[Excerpt]
Importing large exports via rake task causes Postgres connection timeout
Everyone can contribute. Help move this issue forward while earning points, leveling up and collecting rewards.
Summary
When importing large (in this case, 20 GB) projects into GitLab via the Rake task, the import fails due to a pgsql database connection timeout.
Steps to reproduce
- Create an extremely large project export; in our case, about 20 GB
- Import into a Gitlab instance with (relatively) slow disk I/O; in our case, copying the file took about 5 minutes
- After the archive is copied into
/var/opt/gitlab/gitlab-rails/uploads/
, the import will fail - To add insult to injury, subsequent import attempts will re-copy the file, rather than reusing the existing file, guaranteeing further failures as well as disk space issues.

[Task instructions]
**a)** According to the issue, roughly how long did copying the export file take?
**b)** Switch "timeout" to "failure" and give the stretch of the issue from "Importing large exports" through "database connection timeout.".
**c)** List every point the issue gives under "Steps to reproduce."
The records come from a different source than the issue.

[Raw records]
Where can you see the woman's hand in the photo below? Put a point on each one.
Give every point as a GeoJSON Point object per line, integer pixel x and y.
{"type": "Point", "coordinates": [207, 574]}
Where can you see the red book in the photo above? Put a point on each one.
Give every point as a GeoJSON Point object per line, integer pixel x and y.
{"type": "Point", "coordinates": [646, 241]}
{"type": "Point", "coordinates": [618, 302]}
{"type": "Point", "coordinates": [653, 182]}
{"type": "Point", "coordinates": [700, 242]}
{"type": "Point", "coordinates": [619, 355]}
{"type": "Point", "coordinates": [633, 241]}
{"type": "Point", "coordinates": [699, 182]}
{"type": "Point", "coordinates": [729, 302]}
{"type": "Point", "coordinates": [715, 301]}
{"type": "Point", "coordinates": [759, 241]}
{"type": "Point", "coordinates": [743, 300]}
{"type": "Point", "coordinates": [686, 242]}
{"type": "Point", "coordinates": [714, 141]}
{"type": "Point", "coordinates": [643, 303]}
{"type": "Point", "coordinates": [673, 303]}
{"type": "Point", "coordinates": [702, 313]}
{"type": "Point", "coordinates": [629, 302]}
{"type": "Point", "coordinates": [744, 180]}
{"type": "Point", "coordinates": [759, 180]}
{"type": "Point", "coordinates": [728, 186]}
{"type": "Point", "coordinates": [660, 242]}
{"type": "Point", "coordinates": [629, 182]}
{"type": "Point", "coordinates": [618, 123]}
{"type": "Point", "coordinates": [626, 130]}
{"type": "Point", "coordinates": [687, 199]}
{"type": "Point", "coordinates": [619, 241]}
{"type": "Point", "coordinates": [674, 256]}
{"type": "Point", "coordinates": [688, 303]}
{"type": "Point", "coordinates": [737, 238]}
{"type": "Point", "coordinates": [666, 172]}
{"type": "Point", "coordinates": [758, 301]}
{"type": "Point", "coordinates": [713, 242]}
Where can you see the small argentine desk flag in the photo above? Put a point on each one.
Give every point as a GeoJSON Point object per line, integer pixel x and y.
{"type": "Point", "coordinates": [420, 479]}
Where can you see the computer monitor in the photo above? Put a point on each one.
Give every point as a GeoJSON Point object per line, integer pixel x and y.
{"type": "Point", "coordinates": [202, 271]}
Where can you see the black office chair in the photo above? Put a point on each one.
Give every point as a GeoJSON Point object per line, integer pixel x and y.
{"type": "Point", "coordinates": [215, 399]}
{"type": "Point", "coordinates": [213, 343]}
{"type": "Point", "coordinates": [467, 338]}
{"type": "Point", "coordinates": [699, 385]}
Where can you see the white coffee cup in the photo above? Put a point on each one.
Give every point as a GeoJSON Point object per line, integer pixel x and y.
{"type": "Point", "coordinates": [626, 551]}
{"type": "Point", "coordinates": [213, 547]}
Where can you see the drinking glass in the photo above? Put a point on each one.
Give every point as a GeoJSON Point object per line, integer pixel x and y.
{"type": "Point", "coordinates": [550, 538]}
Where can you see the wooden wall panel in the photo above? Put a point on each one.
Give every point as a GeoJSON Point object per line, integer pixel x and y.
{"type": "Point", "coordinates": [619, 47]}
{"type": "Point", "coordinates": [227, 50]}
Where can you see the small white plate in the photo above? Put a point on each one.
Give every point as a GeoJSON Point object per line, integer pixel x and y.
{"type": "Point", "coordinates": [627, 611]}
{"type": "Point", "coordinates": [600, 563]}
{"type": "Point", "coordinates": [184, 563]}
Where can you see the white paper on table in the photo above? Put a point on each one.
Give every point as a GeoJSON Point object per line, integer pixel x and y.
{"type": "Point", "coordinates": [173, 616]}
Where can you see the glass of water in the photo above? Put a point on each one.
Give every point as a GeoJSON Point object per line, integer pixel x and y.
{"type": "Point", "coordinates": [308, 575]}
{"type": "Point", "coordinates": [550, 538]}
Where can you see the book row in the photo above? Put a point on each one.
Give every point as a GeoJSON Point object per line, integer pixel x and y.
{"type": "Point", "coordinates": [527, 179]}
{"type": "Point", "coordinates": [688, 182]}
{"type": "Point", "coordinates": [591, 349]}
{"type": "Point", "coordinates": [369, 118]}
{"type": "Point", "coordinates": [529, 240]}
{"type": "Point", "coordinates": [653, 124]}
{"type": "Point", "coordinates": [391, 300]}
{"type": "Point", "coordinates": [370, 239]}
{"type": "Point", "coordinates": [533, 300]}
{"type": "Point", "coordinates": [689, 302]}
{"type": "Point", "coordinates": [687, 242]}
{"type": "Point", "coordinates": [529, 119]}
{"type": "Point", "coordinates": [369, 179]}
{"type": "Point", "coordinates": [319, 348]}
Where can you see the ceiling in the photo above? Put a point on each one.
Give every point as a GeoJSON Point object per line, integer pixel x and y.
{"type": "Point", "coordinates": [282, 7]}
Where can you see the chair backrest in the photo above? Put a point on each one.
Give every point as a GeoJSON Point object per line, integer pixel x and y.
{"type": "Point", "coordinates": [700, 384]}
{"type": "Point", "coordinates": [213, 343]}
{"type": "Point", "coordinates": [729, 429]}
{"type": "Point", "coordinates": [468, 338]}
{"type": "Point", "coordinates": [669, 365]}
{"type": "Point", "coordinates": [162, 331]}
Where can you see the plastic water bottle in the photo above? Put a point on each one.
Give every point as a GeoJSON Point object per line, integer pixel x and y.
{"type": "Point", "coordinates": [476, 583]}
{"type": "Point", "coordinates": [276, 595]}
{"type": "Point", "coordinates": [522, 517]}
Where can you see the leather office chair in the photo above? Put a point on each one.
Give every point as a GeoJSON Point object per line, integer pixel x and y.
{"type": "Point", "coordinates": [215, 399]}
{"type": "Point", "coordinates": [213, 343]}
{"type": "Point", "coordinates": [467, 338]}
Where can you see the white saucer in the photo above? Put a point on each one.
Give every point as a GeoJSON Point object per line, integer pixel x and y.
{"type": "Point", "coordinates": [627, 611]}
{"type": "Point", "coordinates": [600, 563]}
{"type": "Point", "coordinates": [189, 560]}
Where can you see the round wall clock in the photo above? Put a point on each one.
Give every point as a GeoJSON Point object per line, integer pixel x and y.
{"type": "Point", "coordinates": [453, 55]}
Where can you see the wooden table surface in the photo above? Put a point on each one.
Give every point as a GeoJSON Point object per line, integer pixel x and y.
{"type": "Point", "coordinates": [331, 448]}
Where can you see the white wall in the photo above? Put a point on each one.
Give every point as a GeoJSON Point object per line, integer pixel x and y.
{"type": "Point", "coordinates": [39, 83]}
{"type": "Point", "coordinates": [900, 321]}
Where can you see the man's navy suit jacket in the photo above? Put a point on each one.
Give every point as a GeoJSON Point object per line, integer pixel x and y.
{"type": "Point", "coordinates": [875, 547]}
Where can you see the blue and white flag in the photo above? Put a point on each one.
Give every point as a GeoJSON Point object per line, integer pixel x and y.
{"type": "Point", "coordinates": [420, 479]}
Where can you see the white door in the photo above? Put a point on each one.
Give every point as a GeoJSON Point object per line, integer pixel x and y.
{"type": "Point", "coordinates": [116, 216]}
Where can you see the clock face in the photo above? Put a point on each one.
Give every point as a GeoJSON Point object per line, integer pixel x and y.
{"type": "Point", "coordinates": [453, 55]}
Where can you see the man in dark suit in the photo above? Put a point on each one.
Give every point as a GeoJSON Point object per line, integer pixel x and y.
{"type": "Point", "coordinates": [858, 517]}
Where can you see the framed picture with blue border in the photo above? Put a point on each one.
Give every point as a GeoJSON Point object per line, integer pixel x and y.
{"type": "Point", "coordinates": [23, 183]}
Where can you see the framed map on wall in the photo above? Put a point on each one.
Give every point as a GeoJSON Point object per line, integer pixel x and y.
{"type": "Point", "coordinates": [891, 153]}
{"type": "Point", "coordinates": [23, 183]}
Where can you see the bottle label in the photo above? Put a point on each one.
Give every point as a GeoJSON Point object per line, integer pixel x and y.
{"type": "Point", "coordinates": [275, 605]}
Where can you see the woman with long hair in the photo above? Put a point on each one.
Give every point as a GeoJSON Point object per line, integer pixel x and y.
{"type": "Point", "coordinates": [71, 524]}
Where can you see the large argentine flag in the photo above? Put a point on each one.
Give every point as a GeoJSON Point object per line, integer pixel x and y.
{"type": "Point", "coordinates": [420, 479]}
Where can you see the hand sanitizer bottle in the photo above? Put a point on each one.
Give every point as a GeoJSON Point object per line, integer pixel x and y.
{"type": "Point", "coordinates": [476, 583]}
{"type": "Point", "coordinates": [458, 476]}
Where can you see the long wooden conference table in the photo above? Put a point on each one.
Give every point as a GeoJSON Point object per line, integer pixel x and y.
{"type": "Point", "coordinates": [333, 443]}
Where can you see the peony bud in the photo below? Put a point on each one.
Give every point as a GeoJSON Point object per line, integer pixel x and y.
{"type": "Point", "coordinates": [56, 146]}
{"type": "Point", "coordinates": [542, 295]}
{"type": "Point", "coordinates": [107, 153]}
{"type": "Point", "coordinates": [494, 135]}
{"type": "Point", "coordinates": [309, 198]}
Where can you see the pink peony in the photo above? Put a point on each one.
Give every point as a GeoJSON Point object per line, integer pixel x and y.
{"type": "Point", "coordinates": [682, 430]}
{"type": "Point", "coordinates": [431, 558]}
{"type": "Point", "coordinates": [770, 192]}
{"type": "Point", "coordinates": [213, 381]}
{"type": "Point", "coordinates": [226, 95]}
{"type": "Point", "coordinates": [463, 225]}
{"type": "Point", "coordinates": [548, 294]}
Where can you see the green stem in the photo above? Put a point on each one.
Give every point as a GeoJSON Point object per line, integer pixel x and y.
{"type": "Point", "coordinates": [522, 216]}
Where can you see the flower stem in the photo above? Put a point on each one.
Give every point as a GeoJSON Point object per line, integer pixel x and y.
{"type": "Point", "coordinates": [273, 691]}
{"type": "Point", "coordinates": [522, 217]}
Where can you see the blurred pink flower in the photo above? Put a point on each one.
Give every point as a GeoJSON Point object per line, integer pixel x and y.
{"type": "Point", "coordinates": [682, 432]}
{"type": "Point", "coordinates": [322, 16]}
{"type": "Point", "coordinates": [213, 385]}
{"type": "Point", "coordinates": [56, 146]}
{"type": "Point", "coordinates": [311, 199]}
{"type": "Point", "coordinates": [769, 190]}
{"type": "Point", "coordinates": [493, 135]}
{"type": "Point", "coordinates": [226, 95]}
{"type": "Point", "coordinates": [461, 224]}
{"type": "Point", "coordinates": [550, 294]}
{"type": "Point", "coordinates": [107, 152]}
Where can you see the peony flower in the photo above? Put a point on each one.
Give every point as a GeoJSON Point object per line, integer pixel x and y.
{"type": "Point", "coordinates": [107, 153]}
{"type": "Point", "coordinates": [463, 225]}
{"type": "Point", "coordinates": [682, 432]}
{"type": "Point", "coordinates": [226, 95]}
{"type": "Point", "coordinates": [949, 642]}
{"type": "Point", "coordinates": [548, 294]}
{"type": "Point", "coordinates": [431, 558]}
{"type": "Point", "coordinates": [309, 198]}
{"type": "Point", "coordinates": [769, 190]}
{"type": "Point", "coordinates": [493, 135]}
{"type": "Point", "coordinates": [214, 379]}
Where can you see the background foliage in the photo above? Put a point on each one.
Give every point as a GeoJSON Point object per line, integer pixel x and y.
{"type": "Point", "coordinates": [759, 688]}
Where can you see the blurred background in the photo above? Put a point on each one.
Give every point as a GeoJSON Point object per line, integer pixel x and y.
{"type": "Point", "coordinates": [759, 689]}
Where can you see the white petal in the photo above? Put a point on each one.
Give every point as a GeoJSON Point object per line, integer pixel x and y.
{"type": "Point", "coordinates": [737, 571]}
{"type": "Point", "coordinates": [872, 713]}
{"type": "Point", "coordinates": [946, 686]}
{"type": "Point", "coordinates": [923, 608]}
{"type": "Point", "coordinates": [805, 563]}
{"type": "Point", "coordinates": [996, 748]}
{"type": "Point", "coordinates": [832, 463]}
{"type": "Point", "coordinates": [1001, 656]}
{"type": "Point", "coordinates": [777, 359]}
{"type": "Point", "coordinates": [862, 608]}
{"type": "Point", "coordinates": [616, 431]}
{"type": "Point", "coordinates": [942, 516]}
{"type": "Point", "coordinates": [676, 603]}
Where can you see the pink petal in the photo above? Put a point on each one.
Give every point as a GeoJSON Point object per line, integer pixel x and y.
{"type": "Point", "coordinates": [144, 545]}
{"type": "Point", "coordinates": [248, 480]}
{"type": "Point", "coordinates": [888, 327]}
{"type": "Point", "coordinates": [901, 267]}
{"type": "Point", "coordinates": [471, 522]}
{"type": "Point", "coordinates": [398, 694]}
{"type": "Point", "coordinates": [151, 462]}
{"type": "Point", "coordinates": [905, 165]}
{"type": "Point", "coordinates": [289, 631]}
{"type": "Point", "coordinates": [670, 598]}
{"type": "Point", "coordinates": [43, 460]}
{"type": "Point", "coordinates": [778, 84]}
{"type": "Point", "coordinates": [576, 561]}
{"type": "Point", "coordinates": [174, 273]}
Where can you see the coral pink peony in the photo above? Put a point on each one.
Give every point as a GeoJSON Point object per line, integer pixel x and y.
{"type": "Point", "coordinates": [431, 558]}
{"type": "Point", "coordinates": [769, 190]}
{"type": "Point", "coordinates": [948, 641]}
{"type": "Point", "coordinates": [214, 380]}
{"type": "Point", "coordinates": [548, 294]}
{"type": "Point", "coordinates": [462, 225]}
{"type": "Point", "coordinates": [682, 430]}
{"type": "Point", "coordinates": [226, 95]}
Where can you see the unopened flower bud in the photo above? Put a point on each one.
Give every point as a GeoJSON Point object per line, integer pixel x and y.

[Responses to the tasks]
**a)** About 5 minutes.

**b)**
Importing large exports via rake task causes Postgres connection failure
Everyone can contribute. Help move this issue forward while earning points, leveling up and collecting rewards.
Summary
When importing large (in this case, 20 GB) projects into GitLab via the Rake task, the import fails due to a pgsql database connection failure.

**c)**
- Create an extremely large project export; in our case, about 20 GB
- Import into a Gitlab instance with (relatively) slow disk I/O; in our case, copying the file took about 5 minutes
- After the archive is copied into /var/opt/gitlab/gitlab-rails/uploads/, the import will fail
- To add insult to injury, subsequent import attempts will re-copy the file, rather than reusing the existing file, guaranteeing further failures as well as disk space issues.